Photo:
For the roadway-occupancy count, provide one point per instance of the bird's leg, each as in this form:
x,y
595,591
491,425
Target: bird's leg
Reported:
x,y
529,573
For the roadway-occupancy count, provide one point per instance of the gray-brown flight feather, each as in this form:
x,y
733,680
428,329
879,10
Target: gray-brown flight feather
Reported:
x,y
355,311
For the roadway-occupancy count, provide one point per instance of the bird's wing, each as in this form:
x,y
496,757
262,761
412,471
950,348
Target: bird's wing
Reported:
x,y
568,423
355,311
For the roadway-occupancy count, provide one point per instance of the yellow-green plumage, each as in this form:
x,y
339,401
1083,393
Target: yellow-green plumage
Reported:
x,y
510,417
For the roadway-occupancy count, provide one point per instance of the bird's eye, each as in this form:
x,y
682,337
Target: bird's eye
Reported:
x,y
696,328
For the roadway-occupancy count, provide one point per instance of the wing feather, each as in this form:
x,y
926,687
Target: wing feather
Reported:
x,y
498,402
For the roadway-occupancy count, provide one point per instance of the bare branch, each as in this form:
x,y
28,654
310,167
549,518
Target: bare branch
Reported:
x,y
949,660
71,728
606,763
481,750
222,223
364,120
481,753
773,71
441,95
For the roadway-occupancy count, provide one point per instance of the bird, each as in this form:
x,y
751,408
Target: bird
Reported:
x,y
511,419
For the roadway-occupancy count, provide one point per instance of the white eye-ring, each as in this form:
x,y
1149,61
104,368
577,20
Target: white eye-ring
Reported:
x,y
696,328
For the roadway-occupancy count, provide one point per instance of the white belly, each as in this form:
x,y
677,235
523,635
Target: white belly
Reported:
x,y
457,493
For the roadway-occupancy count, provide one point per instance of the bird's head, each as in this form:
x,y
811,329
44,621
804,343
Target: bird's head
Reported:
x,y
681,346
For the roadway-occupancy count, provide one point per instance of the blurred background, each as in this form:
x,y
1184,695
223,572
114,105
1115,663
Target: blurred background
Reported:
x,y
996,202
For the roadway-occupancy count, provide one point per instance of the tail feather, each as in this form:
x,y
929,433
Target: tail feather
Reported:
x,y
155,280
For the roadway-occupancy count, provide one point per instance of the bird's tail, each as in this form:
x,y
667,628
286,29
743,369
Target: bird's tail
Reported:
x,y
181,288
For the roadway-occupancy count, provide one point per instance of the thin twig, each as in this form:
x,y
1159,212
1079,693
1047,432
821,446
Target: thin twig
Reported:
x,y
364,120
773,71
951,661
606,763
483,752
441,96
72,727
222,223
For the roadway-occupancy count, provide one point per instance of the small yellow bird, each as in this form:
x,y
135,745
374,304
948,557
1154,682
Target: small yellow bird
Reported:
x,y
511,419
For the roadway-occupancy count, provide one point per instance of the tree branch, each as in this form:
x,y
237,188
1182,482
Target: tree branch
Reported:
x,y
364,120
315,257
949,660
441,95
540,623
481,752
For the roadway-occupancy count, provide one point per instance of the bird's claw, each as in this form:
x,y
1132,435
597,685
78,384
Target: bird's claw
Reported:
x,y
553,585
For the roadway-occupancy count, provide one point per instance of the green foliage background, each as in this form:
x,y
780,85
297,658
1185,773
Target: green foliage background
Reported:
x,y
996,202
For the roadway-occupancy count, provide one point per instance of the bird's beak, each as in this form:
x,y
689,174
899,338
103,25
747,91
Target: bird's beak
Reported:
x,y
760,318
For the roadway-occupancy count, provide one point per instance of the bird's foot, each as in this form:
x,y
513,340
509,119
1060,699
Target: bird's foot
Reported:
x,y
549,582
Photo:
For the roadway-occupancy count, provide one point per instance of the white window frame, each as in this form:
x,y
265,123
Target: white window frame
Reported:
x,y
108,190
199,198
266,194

•••••

> TASK REQUIREMENTS
Looking at the records above, how many lines have the word "ring" in them? State the number only.

> SOLUTION
2